Top of Source document

INTRODUCTION
The non-small cell lung cancer (NSCLC) known as pulmonary sarcomatoid
carcinoma (PSC) is a rare disease that is characterized by the
development of sarcomatoid-like changes and poor differentiation of
heterotypic cells. PSC was frequently detected at a later stage,
exhibited high levels of aggression, and had a poor prognosis regardless
of stage1,2. As classified, PSC was categorized into 5
subtypes, including pleomorphic carcinoma, spindle cell carcinoma, giant
cell carcinoma, carcinosarcoma, and pulmonary
blastoma1. Epidemiologically, the incidence of PSC
ranges from approximately 0.1% to 0.4% in NSCLC3.
Surgical resection is currently the preferred treatment, but guidelines
for adjuvant chemotherapy haven’t yet been established, especially for
the advanced stage4. However, the benefit of adjuvant
chemotherapy in surgically treated PSC patients in this rare cancer
remains controversial. Additionally, immuno-targeted therapy may be
important in the management of PSC. In unresectable diseases, patients
can usually only receive first-line chemotherapy, but often these
patients have poor responses5. In fact, in recent
years, due to the clinical application of the comprehensive treatment,
the mortality rate of NSCLC has been significantly decreased, and the
survival rate has been greatly improved, which is closely related to the
clinical research progress of immunotherapy and/or targeted therapy.
This was due to the clinical-specific inhibitory effect of EGFR and ALK
inhibitors on the corresponding high-expressing gene tumor
patients1,6. Moreover, newly discovered
pharmacogenetic drivers, such as ROS1 , RET ,NTRK1-3 , BRAF , MET , TP53 , and ERBB2 ,
as well as the implementation of immunotherapy and early detection
technologies, may further improve the 5-year survival rate of NSCLC, not
only PSC1. In this case, we discuss our experience
with the diagnosis and therapy of a PSC case with overexpressedROS1 and PD-L1 using chemo-, antiangiogenetic-, and
immunochemical therapy, also link a literature review. Therefore, the
new understanding and experience may serve as a foundation for future
PSC diagnoses and therapies.

Bottom of Source document
Top of Data listing

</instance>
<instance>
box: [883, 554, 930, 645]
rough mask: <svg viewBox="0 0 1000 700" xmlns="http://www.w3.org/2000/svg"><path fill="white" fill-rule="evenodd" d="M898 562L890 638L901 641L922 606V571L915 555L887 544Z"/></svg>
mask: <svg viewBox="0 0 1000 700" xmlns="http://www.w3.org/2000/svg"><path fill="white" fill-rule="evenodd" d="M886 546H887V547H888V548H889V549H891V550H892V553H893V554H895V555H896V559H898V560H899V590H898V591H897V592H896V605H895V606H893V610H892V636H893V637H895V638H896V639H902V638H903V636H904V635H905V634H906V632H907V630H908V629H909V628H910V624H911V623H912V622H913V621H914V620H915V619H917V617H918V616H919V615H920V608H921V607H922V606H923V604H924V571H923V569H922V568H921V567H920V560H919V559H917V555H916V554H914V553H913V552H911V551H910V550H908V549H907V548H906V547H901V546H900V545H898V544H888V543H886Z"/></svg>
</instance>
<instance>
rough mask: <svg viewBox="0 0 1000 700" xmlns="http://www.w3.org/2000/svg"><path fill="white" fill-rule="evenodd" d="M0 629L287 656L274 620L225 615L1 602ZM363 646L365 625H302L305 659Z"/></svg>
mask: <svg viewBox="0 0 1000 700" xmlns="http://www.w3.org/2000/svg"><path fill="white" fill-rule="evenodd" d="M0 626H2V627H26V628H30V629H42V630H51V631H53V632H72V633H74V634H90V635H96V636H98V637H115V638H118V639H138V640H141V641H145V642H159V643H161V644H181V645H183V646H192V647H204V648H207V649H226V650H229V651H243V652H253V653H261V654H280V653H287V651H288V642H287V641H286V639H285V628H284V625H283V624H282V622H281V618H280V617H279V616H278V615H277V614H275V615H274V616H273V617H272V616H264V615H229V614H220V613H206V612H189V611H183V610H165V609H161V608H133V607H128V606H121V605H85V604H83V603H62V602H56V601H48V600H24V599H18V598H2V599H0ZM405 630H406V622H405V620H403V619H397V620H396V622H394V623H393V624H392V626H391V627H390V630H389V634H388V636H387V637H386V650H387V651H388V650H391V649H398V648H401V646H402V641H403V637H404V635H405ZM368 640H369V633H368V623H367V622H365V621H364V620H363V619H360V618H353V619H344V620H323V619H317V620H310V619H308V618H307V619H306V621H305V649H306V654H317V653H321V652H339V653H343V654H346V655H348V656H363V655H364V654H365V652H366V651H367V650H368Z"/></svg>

Bottom of Data listing

### [Tasks to complete]
a: For each statement, say yes or no according to the introduction on pulmonary sarcomatoid carcinoma, and quote the words that decide it: (i) PSC makes up roughly 0.1% to 0.4% of NSCLC cases; (ii) guidelines for adjuvant chemotherapy in PSC are already established; (iii) PSC is divided into five subtypes.
b: Retype everything in the introduction on pulmonary sarcomatoid carcinoma from "INTRODUCTION" down to "0.4% in NSCLC3.".
The data has no connection to the introduction on pulmonary sarcomatoid carcinoma.

### [Task-by-task answers]
a:
(i) Yes: "the incidence of PSC ranges from approximately 0.1% to 0.4% in NSCLC"
(ii) No: "guidelines for adjuvant chemotherapy haven’t yet been established"
(iii) Yes: "PSC was categorized into 5 subtypes"

b:
INTRODUCTION
The non-small cell lung cancer (NSCLC) known as pulmonary sarcomatoid
carcinoma (PSC) is a rare disease that is characterized by the
development of sarcomatoid-like changes and poor differentiation of
heterotypic cells. PSC was frequently detected at a later stage,
exhibited high levels of aggression, and had a poor prognosis regardless
of stage1,2. As classified, PSC was categorized into 5
subtypes, including pleomorphic carcinoma, spindle cell carcinoma, giant
cell carcinoma, carcinosarcoma, and pulmonary
blastoma1. Epidemiologically, the incidence of PSC
ranges from approximately 0.1% to 0.4% in NSCLC3.